AUFGABENLISTE.
**a)** In welchem Jahr wurde laut dem Abschnitt über die Konföderierten-Statuen die „League of the South“ gegründet?
**b)** Gib aus dem Abschnitt über die Konföderierten-Statuen den Teil von „Ein Nachtmarsch von“ bis einschließlich „mit Lynchjustiz gedroht.“ erneut wieder und tausche dabei „Fackeln“ gegen „Kerzen“ aus.

Entfernung der Statuen wie "kulturelle Säuberung"

Ein Nachtmarsch von Nationalisten in Charlottesville sorgte zuletzt ebenfalls für Aufregung. Foto- und Filmaufnahmen zeigten Dutzende Menschen mit Fackeln in der Hand. Mit nationalistischen Drohparolen protestierten auch sie gegen den Abbau einer Lee-Statue. Die drei Stadträte, die für das Entfernen des Denkmals gestimmt hatten, erhielten Morddrohungen. Wie Stadtrat Bob Fenwick bestätigte, hatten ihn Unbekannte rassistisch beschimpft und ihm mit Lynchjustiz gedroht.

Unter den Gegnern des Abbaus der Denkmäler ist zum Beispiel die 1994 gegründete "League of the South". Ihr Präsident Michael Hill sagte der dpa, das Entfernen der Konföderierten-Statuen käme einer "kulturellen und ethnischen Säuberung" gleich. Er und seine Anhänger glauben, dass mit den Statuen auch ihre persönliche Existenz bedroht sei. Eine genaue Anhängerzahl wollte Hill nicht nennen.

Die "League of the South" hat sich laut Hill dem "Überleben, Wohlergehen und der Unabhängigkeit der (weißen) Menschen aus dem Süden" verschrieben. Rassistisch sei das nicht, sondern der Ausdruck einer "gesunden Liebe zum eigenen Volk und zur eigenen Kultur".

Gesetze gegen den Abbau

Als Reaktion auf das Entfernen der Denkmäler in New Orleans verabschiedete das Repräsentantenhaus von Louisiana - der Bundesstaat, in dem New Orleans liegt - Mitte Mai einen Gesetzentwurf gegen den Abbau weiterer Monumente. Demnach darf kein öffentliches Denkmal, das zu Ehren von Soldaten, Kriegen oder des Militärs errichtet wurde, "verändert, abgebaut, verlegt, zerstört, umgewidmet oder umbenannt werden" - es sei denn, es gibt vorher eine offizielle Abstimmung. Dunkelhäutige Abgeordnete verließen aus Protest den Saal. Ein ähnliches Gesetz ist in South Carolina, Tennessee, Georgia und Mississippi in Kraft.

Gibt es im Umgang mit den Konföderierten-Denkmälern überhaupt einen richtigen Weg? Ja, sagen die Professoren Roberts und Kytle. Ihrer Meinung nach könnten die Monumente durchaus bestehen bleiben - allerdings nur dann, wenn sie zum Beispiel mit Gedenktafeln in den richtigen Kontext gerückt würden. Zwar sei auch ein ersatzloser Abbau möglich, so die Professoren. Besser wäre jedoch eine andere Variante, sagte Roberts: Anstelle der Konföderierten-Denkmäler andere Denkmäler aufzustellen, die "die komplizierte und oft schmerzhafte ethnische Geschichte der Region besser spiegeln".

VORLIEGENDE DATENSÄTZE.

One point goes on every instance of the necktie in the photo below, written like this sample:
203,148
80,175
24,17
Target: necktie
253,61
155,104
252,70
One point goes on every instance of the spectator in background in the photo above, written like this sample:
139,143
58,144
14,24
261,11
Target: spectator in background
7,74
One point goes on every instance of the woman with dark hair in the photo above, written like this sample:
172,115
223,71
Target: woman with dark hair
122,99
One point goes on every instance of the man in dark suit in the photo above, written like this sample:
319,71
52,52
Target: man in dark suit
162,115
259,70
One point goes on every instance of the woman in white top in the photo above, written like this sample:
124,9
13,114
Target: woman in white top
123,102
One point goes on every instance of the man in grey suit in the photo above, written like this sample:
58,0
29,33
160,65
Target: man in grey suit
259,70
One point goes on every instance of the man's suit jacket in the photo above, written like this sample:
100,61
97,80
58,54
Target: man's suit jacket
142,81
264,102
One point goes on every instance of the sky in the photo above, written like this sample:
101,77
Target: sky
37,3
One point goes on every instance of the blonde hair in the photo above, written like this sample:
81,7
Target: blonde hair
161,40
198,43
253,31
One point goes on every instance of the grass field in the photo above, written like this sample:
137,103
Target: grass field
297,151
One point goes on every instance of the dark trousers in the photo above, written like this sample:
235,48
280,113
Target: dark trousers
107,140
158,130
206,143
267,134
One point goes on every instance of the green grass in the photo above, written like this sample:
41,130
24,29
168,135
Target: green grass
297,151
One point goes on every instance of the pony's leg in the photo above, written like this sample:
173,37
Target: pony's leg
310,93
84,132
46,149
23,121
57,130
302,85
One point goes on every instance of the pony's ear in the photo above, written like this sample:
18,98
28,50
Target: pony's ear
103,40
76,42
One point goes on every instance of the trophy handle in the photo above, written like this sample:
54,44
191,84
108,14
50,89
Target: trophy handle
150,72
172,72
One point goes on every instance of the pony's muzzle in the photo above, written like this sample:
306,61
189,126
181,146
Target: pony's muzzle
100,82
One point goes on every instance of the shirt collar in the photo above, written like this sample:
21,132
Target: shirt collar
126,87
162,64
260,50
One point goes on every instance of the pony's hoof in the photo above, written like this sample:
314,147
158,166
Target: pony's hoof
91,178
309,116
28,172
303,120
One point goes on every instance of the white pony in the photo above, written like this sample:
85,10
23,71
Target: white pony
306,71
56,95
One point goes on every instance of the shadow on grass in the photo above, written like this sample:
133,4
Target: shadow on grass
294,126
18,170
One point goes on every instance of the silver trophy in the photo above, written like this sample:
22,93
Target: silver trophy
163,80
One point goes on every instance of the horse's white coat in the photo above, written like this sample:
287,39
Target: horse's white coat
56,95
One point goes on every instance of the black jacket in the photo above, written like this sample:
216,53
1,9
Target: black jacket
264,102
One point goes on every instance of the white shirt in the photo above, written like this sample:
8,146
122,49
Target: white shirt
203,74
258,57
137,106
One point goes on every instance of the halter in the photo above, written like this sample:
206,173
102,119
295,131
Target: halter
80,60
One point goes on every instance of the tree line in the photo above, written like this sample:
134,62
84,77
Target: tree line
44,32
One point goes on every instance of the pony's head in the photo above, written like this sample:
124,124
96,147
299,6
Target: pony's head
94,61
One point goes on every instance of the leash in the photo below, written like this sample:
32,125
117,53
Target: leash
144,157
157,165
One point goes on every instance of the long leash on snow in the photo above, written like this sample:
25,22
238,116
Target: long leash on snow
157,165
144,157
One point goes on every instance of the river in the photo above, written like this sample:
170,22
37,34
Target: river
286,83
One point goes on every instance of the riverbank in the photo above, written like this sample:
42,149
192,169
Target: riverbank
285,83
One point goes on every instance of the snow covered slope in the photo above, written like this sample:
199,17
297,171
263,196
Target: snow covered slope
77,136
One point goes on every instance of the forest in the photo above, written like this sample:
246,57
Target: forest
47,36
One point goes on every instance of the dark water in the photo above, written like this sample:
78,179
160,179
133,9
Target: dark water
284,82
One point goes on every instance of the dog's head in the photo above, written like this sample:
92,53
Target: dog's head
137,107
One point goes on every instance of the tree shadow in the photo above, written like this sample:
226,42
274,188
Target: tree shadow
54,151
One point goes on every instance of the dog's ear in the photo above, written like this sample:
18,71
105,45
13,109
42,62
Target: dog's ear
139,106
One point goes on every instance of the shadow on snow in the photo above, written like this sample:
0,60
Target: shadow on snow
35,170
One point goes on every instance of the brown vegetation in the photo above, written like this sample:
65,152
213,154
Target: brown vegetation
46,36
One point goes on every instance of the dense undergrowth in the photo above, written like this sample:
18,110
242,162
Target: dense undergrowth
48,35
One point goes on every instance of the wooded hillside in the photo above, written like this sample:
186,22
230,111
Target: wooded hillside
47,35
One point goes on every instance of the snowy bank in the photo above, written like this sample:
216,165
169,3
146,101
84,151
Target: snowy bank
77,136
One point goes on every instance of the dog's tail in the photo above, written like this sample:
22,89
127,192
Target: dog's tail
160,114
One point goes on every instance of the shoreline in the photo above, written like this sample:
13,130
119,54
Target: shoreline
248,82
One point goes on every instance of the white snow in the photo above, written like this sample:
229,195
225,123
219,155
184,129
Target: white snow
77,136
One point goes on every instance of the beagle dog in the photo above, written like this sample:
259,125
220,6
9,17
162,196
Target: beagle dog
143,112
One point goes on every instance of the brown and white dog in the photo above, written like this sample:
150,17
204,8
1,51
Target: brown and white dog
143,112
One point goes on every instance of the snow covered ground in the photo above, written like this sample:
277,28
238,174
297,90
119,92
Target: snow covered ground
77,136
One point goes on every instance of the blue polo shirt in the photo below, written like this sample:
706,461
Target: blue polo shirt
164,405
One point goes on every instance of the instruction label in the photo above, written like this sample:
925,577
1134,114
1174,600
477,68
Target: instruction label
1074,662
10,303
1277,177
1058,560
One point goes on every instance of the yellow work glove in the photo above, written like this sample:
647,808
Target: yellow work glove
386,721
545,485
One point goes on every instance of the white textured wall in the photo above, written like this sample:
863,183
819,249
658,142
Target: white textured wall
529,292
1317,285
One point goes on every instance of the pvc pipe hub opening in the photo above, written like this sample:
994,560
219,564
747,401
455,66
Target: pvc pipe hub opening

ERWARTETE AUSGABEN.
**a)** 1994

**b)**
Ein Nachtmarsch von Nationalisten in Charlottesville sorgte zuletzt ebenfalls für Aufregung. Foto- und Filmaufnahmen zeigten Dutzende Menschen mit Kerzen in der Hand. Mit nationalistischen Drohparolen protestierten auch sie gegen den Abbau einer Lee-Statue. Die drei Stadträte, die für das Entfernen des Denkmals gestimmt hatten, erhielten Morddrohungen. Wie Stadtrat Bob Fenwick bestätigte, hatten ihn Unbekannte rassistisch beschimpft und ihm mit Lynchjustiz gedroht.